=== Estratto dalla fonte ===
──────────────────────────────

Oh Capitano! Mio Capitano! – I marmocchi ed io

La “Water-Apple English School” si trova al quinto e sesto piano di un palazzo non troppo moderno a dieci minuti dal centro. Salendo per le scale si incontrano solo uffici e donne delle pulizie. Arrivati in cima, come per magia, i muri si dipingono di un rosso acceso e dappertutto spuntano foto di marmocchietti cinesi intenti ad apprendere la lingua di Sua Maestà. Il silenzio desolante dei primi piani lascia il posto ad urla demoniache.

Se l’inferno esiste, deve essere più o meno così. Ripenso per un attimo al “colloquio” di una settimana fa con King, Rita e la ragazza senza nome. Intanto un giovanotto cinese mi si è avvicinato e mi sta fissando. “Tu devi essere nuovo. Non ti ho mai visto.” C’è qualcosa di molto, molto strano nel suo inglese. Dev’essere il suo accento.

Gli spiego che ho una lezione di prova con i marm… ehm con i simpatici frugoletti. “Ah bene! Io mi chiamo Richard.” Sì, è decisamente il suo accento. Sembra che si sia mangiato un native speaker londinese e qualche pezzo gli sia rimasto incastrato tra i denti. “Sei mai stato in Inghilterra?” gli chiedo. “No, mai. Però studio il British English da qualche anno. La maggior parte dei cinesi parla inglese con quell’orribile accento americano. Io penso che l’unico, vero inglese sia quello dell’Inghilterra.”

Chissà se parla così anche quando fa lezione e, se sì, se le piccole pesti riescono a capirci qualcosa. Prestare attenzione alla pronuncia di ogni singola parola dev’essere estenuante e spesso, come nel caso di Richard, si rischia di risultare poco naturali e stancare l’ascoltatore. “Sto pianificando un viaggio in Italia, non è che potresti darmi delle dritte?” Guardo l’orologio e, con grande sollievo, mi rendo conto che è quasi ora della lezione di prova.

──────────────────────────────

=== Usa le informazioni ===
1 - Secondo l'estratto, a quali piani si trova la "Water-Apple English School"?
2 - Indica se ciascuna affermazione concorda con l'estratto, rispondendo sì o no e citando le parole che lo decidono. (a) Richard è stato in Inghilterra. (b) La scuola si trova a dieci minuti dal centro. (c) Richard sta organizzando un viaggio in Italia.

──────────────────────────────

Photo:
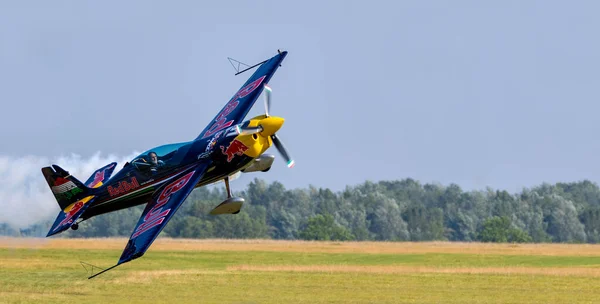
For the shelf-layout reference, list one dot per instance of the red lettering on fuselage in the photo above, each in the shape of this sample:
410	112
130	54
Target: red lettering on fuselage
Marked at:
123	187
221	120
156	215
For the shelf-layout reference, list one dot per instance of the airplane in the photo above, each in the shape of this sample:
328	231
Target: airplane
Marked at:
163	177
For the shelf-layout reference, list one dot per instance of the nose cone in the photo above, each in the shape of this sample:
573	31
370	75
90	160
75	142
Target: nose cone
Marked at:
271	125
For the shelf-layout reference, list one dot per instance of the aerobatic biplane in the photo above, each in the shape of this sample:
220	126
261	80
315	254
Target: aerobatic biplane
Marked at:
164	176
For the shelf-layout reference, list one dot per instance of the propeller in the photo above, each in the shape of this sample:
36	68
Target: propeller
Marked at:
271	124
279	145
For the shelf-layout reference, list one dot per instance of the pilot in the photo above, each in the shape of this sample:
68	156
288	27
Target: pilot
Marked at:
155	162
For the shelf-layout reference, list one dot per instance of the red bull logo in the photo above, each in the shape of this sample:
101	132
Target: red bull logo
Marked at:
98	177
123	187
236	147
157	215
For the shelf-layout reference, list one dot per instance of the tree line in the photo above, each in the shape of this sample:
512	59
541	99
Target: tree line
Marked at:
402	210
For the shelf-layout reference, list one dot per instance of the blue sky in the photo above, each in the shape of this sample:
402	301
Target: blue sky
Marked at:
479	93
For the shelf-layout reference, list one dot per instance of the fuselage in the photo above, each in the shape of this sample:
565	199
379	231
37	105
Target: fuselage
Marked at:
134	184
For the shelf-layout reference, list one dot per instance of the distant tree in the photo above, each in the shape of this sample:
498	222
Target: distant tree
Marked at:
498	230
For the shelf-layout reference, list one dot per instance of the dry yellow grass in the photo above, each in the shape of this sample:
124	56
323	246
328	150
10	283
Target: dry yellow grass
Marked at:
167	244
393	269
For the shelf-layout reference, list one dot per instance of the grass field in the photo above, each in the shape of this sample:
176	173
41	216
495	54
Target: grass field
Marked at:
264	271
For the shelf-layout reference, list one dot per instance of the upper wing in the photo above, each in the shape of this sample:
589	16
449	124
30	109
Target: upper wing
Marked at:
241	103
163	204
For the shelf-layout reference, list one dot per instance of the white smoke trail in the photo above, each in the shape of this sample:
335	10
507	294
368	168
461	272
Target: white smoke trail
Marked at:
25	197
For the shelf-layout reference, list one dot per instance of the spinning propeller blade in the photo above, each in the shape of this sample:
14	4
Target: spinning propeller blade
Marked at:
276	141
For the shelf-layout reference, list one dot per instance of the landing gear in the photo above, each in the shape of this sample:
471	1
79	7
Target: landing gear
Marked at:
231	205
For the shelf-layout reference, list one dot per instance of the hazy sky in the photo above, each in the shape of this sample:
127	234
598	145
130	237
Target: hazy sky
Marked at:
479	93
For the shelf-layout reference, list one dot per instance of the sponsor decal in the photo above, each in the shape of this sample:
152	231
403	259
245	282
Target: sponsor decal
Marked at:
123	187
236	147
221	121
62	185
156	215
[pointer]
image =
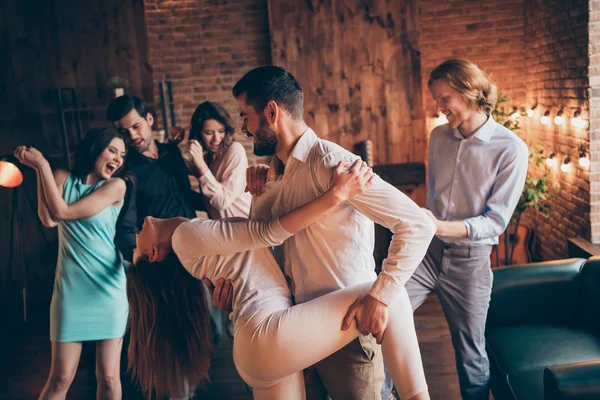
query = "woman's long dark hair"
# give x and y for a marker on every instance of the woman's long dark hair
(170, 347)
(92, 145)
(209, 110)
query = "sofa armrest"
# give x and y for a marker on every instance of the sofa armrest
(579, 381)
(537, 293)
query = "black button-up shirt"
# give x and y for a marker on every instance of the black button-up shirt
(162, 190)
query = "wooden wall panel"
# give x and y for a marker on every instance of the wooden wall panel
(359, 66)
(45, 44)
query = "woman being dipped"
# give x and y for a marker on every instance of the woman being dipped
(274, 341)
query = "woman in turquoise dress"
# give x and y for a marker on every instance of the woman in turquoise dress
(89, 300)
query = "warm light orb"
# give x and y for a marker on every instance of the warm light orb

──────────────────────────────

=== Soluzioni ===
1 - Al quinto e al sesto piano di un palazzo non troppo moderno.

2 -
(a) No: "No, mai."
(b) Sì: "a dieci minuti dal centro"
(c) Sì: "Sto pianificando un viaggio in Italia"